- _Coordinate annotation entries_
=-=-=-=-=

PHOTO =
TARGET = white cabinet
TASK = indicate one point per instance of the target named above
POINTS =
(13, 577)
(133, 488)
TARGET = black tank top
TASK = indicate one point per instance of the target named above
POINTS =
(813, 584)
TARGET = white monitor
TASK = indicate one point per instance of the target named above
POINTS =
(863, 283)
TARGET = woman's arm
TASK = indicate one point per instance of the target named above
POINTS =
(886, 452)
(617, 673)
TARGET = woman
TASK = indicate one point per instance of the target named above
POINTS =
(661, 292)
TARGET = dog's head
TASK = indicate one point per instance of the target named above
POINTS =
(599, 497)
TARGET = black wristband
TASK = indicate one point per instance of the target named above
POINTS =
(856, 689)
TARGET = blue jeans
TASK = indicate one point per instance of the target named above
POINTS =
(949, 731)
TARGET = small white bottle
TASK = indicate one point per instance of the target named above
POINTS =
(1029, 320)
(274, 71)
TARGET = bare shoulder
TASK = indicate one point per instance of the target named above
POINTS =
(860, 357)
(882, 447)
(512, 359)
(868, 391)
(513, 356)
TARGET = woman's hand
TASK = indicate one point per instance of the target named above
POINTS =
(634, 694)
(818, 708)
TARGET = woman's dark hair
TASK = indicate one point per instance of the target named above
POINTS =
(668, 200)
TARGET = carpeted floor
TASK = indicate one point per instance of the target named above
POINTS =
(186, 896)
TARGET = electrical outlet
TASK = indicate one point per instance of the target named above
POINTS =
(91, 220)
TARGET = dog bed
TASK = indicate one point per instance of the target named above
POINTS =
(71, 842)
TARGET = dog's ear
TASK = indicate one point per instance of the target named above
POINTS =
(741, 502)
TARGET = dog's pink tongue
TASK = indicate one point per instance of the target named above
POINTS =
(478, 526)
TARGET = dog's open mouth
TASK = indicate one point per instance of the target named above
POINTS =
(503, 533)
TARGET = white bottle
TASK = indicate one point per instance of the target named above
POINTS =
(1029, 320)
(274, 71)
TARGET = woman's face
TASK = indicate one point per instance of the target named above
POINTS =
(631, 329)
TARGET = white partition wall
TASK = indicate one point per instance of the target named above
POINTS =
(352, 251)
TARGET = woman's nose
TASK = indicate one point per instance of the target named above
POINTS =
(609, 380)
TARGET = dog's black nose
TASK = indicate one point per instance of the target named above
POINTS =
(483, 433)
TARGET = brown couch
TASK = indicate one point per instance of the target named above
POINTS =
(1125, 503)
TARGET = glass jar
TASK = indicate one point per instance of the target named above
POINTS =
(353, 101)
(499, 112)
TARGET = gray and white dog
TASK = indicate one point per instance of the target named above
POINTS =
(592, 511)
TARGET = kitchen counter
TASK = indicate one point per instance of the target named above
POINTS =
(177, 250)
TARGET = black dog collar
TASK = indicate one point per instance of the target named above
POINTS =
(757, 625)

=-=-=-=-=

- _WHAT YOU SHOULD DO_
Starting with the line that contains "TARGET = woman's dark hair" and going on through the last line of the records, write those lines out again with the requests included, and shift every coordinate in the answers by adding 123 to it.

- _ANSWER TO THE EXERCISE_
TARGET = woman's dark hair
TASK = indicate one point per instance of the target named above
POINTS =
(791, 323)
TARGET = carpeted floor
TASK = indicate one point per instance of the target named above
POINTS =
(309, 1019)
TARGET = electrical outlet
TASK = indicate one point per instance of the target named above
POINTS =
(214, 343)
TARGET = dog bed
TASK = indicate one point per instance of the target named above
POINTS =
(194, 965)
TARGET = dog's ear
TASK = indicate one point per instance of the target named above
POINTS =
(864, 625)
TARGET = dog's pink tongue
TASK = indicate one point per instance of the target named above
POINTS =
(601, 649)
TARGET = dog's open mouth
TASK = indicate one point per instance of the target named above
POINTS =
(626, 656)
TARGET = white bottle
TASK = indicate one point per instance of the target named above
POINTS =
(1152, 443)
(397, 194)
TARGET = woman's face
TASK = indicate one point per instance of the target named above
POINTS =
(754, 452)
TARGET = white partition wall
TASK = indicate one point per instance of the target named above
POINTS =
(475, 374)
TARGET = woman's nose
TASK = indicate one point per instance of the target named above
POINTS =
(732, 503)
TARGET = dog's black nose
TASK = indicate one point per instance of the target named above
POINTS =
(606, 556)
TARGET = brown couch
TASK = indicate one point per instance of the target named above
POINTS =
(1248, 626)
TARGET = glass jar
TASK = indicate one point per instance of the target named above
POINTS =
(476, 224)
(622, 235)
TARGET = gray and white dog
TASK = indicate one point per instance of the target named above
POINTS =
(715, 634)
TARGET = kitchen counter
TASK = indicate one point per instance of the target named above
POINTS =
(300, 373)
TARGET = black dog collar
TASK = indicate one point per instance of the target named above
POINTS =
(880, 748)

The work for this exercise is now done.